## begin Record list
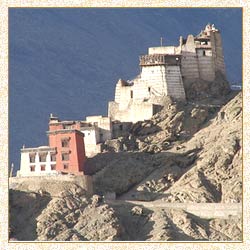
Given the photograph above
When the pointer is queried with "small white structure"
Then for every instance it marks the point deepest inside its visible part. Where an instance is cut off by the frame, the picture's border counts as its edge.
(37, 161)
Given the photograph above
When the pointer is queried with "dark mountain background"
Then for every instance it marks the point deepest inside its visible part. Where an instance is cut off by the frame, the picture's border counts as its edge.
(67, 61)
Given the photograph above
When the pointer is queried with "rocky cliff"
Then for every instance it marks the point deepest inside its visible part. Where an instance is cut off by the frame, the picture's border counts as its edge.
(188, 152)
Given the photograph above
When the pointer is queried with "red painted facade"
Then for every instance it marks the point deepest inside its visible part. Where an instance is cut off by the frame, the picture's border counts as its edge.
(69, 144)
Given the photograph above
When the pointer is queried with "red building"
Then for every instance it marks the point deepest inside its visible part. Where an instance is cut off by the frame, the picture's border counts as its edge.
(70, 150)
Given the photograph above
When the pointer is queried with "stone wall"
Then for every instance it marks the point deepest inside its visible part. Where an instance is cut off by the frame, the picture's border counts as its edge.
(136, 111)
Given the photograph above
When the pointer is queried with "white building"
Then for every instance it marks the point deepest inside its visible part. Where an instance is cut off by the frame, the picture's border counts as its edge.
(166, 71)
(37, 161)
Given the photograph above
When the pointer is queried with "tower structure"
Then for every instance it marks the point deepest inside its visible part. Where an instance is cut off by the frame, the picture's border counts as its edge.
(166, 71)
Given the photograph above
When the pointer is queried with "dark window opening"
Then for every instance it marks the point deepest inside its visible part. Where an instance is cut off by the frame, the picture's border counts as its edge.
(53, 157)
(65, 143)
(42, 157)
(53, 167)
(65, 157)
(32, 158)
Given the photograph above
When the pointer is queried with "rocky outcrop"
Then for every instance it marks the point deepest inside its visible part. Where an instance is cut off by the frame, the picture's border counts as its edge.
(72, 217)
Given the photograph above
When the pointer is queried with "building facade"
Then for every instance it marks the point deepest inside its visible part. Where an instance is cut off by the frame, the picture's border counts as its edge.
(166, 71)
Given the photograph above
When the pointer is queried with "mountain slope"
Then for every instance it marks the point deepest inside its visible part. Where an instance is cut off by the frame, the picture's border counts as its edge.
(67, 61)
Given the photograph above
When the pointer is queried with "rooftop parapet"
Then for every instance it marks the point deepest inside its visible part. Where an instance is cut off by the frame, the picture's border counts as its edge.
(159, 59)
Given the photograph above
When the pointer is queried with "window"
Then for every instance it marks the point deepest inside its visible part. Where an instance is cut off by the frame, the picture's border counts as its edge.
(65, 166)
(53, 166)
(65, 143)
(53, 157)
(42, 157)
(65, 156)
(32, 158)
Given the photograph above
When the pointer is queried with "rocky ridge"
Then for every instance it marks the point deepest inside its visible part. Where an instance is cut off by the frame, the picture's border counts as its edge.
(188, 152)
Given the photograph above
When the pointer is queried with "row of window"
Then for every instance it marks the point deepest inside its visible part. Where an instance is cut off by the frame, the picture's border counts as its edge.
(52, 167)
(42, 158)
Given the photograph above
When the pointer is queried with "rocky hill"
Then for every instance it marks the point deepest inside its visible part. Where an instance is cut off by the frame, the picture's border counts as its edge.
(188, 152)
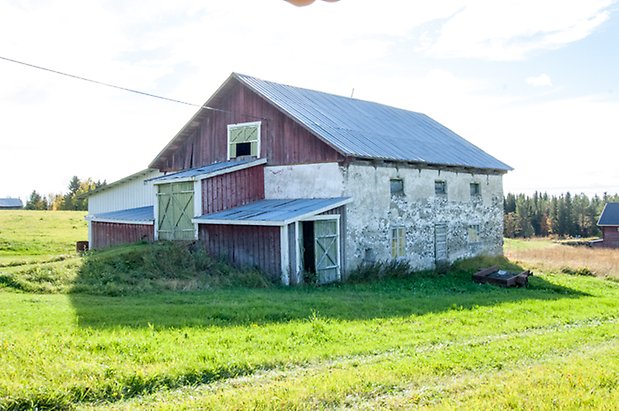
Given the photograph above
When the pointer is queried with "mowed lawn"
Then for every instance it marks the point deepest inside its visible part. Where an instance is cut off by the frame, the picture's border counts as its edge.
(426, 341)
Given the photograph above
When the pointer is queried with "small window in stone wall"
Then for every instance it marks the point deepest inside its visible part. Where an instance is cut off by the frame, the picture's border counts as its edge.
(398, 242)
(440, 187)
(475, 189)
(473, 233)
(396, 186)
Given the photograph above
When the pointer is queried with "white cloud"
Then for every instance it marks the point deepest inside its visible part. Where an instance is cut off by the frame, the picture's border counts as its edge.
(506, 30)
(542, 80)
(57, 127)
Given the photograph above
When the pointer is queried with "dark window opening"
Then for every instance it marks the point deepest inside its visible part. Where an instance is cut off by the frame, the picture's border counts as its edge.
(309, 253)
(440, 187)
(475, 189)
(396, 186)
(243, 149)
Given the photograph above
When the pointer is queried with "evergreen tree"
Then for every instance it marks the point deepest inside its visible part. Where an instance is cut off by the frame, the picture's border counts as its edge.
(36, 202)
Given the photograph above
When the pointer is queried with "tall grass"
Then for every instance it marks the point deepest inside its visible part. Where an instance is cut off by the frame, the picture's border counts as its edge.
(403, 342)
(546, 255)
(27, 236)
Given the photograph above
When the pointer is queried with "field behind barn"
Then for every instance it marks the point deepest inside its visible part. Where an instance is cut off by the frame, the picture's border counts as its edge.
(425, 340)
## end Record list
### [Task]
Exclude the images and reproduce the remaining data exactly.

### [Response]
Given the photograph above
When the pointer is queried with "small white structure"
Then for every instance it marks the point deepest inside its visible part. Where an instance is cut off by the frame, the picture's border counts as its edge.
(37, 161)
Given the photograph above
When the pointer is queried with "dark mountain background"
Then for every instance it marks the point deepest inside its visible part. Where an instance is cut off by the frame, the picture's border counts as its edge.
(67, 61)
Given the photograph above
When the pointer is queried with "rocky cliff"
Then for every instance it marks the point deepest inside its visible part. Where an instance is cut off by the frame, the picture's border counts as its edge.
(188, 152)
Given the photograph above
When the pointer is queried with "red painted facade"
Then for every instance it marks the point deepest inside its visible part. Where an instance is cut off by the frame, the picture's border counts as its edge.
(69, 144)
Given the photograph above
When the pointer is queried with "red building"
Then for every instance it marks the point deepest inside its visible part. Where an instance is cut off by the frame, the picture's border counts as its edge.
(70, 150)
Given the photograph above
When the pointer is queried with "stone wall"
Then for every instance it marks the point deepest inside its visible part. Where an instance is cut off by the frame, the picture's border counts as its edge.
(136, 111)
Given the photograph above
When the pointer is queried with "white building"
Then for every instance it marks the point deepest inside its visible part. Where an instance is cut off by the frame, the picture's border counts as its edge.
(166, 71)
(37, 161)
Given the photograph above
When the pointer is queried with "tower structure"
Then for every instance it marks the point deepest inside its visible part. Where an instance is cut off by the frame, the picture's border counts as its edge.
(166, 71)
Given the photograph above
When the pointer is queried with "dark window opening"
Then for every instance it marks the point deepest inside its visible part. Where an instance is cut off by the frame, the picture's border counts as its edge.
(53, 157)
(65, 143)
(42, 157)
(53, 167)
(65, 157)
(32, 158)
Given the photograph above
When the pointer is queried with "rocky outcrop"
Then for every instance it marks the point deepest inside its visible part. Where an instance is cut off by the frame, the picture's border counts as its edge.
(72, 217)
Given the photograph above
When the pointer is queried with "building facade"
Then for every instance it marks the point deepest inside its visible part. Where an instance is cut off by the frame, the picture's border counts as its edge.
(166, 71)
Given the photograph above
When the pointer is queried with "mountain slope"
Then for every instance it marks the point deepest inside its visible part. Where an instance is cut off by the frame, the picture's border counts as its edge.
(67, 61)
Given the photograph above
When the pointer is queried with "rooftop parapet"
Then for every instance it marks the point deepest inside its visible part. Where an instance is cut off by the frame, the picture's border counts as its edge.
(159, 59)
Given the photograph above
When the pointer is queried with "window"
Then for every instance it marks the point deepest inside its visible part. Where an instance is cut off by the frame, the picture's border counts as its edge.
(65, 166)
(53, 166)
(65, 143)
(53, 157)
(42, 157)
(65, 156)
(32, 158)
Given the photograph above
When the pointer is queried with "rocky ridge"
Then for every instance it marks the point deepest inside its visible part. Where an instance is cut off by the frame, the picture's border counts as its edge.
(188, 152)
Given the photograph above
When the pointer is queried with "row of window"
Then for every instance it marks the point deepest inside its visible part. Where an instance is cut off by the frame, the picture's border counts as its edge.
(52, 167)
(42, 158)
Given the photograph above
When the pointer is queried with "rocky hill"
Then for every instance it marks the point deepest inside its visible part. Where an instance is cut off by the frame, the picture's border counts as its edge.
(188, 152)
Given the photograph above
When the pointer is queried with "mowed lawn"
Then for every instance it marks the point deepest inside its visible part. Where an instance is cut off by the frame, the picture's border counts as its edge.
(426, 341)
Given the photograph above
When the pointer is queried with "small window in stone wall"
Then for every instance it marks the point deepest inside its visible part. Where an instance is cut off by the frame, the picture's border counts as its edge.
(398, 242)
(440, 187)
(475, 189)
(473, 233)
(396, 186)
Given the photograph above
When the pointer is queried with "white cloud"
Then for every instance it marks the point deepest inside its visible part. Where an instance is cut off by the frame, the picture's border counts as its edge.
(506, 30)
(542, 80)
(57, 127)
Given the photograph above
When the pointer is queried with "dark window opening"
Then for every instance it marks the point deepest inside its visible part. Where an instance is cut off by the frame, the picture's border counts as its edge.
(309, 253)
(440, 187)
(475, 189)
(396, 186)
(243, 149)
Given the photograph above
When the pointer is queried with "evergreen tree"
Then for every instance it marks the point deepest inside its visible part. Where an instance is cut off by the frame, the picture's border counts as its edge.
(36, 202)
Given the photograph above
When the pointer is queried with "tall grass"
Then for every instance it marks the point deepest inside its visible part. Where an instance is cut off by the frame, the picture's border counts as its edge.
(403, 342)
(546, 255)
(27, 236)
Given the photograph above
When the pointer is queried with "field behind barn"
Then for every instance it marks the point deepest inside its visible part. Where an instance is cut off by the frame, the picture's border counts as its edge.
(425, 340)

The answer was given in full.